Input for this task —
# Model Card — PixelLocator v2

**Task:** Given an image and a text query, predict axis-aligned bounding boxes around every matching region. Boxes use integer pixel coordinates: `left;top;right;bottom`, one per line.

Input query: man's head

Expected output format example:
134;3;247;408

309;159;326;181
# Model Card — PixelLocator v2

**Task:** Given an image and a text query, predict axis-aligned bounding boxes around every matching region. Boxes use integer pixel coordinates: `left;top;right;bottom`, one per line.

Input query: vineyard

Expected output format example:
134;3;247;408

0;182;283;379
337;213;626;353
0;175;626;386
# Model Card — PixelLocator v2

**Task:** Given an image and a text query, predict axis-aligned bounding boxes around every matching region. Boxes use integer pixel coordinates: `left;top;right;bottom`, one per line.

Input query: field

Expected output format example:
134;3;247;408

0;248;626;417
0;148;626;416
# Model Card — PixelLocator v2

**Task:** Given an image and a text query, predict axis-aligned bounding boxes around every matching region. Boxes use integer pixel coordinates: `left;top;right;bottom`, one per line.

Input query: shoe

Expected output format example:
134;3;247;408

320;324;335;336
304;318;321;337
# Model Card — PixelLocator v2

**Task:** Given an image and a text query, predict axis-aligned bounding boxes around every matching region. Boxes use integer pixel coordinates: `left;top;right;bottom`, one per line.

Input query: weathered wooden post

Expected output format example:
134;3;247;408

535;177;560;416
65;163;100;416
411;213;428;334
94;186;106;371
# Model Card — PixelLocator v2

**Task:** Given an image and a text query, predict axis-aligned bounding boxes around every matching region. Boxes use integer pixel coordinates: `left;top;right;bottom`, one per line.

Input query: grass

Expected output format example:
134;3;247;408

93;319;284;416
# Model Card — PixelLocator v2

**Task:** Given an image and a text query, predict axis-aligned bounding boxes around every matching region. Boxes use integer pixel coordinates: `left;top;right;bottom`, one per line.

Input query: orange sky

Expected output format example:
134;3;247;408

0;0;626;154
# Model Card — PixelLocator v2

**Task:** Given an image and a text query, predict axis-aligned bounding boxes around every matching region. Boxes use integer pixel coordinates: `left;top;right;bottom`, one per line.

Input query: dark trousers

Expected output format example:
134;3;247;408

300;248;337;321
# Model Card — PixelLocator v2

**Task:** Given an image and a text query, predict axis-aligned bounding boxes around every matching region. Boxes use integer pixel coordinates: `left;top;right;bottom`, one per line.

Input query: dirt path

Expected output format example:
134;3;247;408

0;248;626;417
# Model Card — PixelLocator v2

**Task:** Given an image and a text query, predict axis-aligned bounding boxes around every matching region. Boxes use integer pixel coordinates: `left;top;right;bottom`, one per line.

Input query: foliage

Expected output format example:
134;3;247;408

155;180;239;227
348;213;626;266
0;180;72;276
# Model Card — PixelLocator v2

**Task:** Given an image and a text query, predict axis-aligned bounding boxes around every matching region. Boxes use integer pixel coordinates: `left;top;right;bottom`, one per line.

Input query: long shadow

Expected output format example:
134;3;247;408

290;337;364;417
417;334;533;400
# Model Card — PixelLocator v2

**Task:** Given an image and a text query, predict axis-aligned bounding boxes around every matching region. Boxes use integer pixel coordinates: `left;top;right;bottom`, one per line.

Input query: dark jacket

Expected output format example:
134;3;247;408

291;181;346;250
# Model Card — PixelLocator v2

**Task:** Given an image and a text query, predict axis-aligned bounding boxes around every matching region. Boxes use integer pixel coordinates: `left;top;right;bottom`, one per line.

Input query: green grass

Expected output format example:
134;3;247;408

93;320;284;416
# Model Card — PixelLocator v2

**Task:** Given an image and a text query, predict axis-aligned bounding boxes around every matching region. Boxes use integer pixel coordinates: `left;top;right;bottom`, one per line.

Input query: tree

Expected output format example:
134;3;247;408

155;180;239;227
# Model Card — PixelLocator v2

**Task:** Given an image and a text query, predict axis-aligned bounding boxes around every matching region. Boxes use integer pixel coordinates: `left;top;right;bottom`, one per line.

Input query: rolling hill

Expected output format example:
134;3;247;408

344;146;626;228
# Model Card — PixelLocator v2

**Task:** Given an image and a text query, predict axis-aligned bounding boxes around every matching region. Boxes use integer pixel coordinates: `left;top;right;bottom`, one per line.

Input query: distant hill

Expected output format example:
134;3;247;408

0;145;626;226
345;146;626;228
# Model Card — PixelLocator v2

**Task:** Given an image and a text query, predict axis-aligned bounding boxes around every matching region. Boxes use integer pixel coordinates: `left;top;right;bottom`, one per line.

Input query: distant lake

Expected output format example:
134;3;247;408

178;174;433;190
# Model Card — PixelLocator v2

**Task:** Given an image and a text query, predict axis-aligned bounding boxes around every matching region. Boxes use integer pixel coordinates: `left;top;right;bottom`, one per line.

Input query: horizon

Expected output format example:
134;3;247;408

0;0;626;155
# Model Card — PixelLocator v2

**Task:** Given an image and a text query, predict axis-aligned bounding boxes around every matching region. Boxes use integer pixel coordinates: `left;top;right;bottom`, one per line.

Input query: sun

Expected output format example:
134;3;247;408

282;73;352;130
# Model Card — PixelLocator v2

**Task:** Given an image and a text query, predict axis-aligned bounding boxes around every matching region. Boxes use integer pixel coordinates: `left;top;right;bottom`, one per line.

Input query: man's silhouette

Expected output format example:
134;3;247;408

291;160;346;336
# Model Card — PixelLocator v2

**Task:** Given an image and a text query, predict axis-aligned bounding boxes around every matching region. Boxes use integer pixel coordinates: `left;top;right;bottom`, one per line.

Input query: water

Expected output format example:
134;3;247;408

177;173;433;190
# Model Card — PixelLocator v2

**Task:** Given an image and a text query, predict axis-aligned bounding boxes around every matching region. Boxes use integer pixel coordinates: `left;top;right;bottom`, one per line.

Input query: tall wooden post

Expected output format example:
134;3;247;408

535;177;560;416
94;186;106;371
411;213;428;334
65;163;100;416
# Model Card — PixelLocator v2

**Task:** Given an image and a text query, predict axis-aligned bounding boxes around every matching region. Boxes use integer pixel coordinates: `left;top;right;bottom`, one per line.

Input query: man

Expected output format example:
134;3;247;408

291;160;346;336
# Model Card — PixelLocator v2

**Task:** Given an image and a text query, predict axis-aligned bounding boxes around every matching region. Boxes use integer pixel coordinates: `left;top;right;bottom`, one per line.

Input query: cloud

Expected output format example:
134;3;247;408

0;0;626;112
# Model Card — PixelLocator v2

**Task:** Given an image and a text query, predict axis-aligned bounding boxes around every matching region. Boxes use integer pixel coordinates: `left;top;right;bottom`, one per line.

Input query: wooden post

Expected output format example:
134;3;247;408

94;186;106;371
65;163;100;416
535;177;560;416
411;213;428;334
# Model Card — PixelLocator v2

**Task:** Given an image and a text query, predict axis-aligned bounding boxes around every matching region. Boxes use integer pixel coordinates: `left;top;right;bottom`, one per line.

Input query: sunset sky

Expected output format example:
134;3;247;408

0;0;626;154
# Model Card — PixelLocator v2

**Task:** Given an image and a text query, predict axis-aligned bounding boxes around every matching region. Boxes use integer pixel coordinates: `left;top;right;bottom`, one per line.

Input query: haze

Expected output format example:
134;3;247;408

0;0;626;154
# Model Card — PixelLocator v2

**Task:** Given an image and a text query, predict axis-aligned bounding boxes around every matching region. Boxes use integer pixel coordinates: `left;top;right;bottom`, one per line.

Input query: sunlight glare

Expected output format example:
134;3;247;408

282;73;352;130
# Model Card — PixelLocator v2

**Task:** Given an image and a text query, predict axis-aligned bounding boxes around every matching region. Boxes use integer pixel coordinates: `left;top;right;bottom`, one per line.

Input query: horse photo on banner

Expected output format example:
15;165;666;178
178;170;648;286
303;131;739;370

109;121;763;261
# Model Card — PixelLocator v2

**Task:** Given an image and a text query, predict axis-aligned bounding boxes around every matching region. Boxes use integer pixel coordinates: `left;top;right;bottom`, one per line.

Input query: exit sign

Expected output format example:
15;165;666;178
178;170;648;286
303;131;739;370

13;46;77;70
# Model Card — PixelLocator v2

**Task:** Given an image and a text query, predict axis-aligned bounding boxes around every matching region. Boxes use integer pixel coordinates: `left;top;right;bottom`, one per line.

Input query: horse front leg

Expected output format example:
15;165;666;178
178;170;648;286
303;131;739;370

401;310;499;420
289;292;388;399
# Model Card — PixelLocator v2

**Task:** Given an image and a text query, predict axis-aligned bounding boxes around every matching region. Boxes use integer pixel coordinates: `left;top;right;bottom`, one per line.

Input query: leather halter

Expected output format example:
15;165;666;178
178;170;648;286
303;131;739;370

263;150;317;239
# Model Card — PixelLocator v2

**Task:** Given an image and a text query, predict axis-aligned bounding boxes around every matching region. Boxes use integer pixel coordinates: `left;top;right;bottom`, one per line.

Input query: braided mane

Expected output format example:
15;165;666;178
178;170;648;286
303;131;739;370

What the exercise asks — Locate every line above that contains the word "dark" and copy each one out.

Correct output —
Input query: dark trousers
Input query: dark jacket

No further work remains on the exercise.